=== DATA UNDER STUDY ===
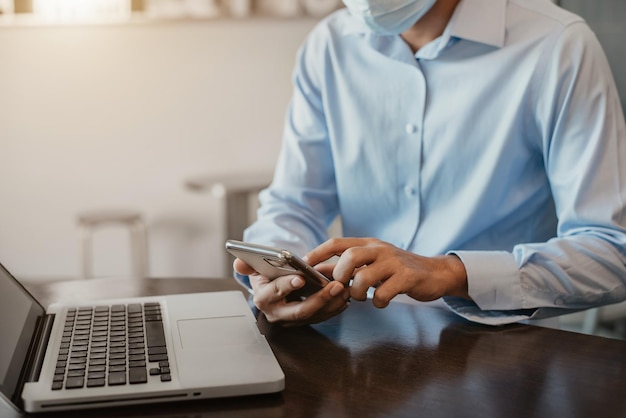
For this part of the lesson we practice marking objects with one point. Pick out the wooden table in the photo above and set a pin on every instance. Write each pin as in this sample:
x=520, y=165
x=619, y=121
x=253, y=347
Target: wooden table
x=403, y=361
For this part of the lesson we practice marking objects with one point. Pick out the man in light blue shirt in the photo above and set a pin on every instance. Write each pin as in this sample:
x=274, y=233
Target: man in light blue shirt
x=474, y=149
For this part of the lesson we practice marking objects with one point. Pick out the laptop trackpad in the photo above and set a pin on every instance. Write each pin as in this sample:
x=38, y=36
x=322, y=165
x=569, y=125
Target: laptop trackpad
x=207, y=333
x=218, y=352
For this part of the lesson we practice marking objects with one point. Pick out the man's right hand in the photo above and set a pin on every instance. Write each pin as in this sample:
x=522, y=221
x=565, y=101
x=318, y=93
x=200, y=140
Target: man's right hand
x=271, y=297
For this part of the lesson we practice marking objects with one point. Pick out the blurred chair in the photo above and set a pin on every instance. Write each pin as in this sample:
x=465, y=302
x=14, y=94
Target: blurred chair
x=238, y=197
x=89, y=221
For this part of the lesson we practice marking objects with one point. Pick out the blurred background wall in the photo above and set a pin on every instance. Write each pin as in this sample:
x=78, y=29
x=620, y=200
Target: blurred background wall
x=118, y=116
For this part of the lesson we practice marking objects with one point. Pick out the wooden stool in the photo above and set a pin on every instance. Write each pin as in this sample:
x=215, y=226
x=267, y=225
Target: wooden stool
x=133, y=221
===
Beginning from the line that contains "Target: blurred background wall", give each line again exactly, through the final line of the records.

RESPONSE TO THE EXERCISE.
Target: blurred background wall
x=118, y=116
For this part of the lesson we practice marking objects with one point. Pick out the wooden stool in the photo above and set a pin on every instance. Write each pin as in this sample:
x=215, y=226
x=267, y=225
Target: wooden stool
x=133, y=221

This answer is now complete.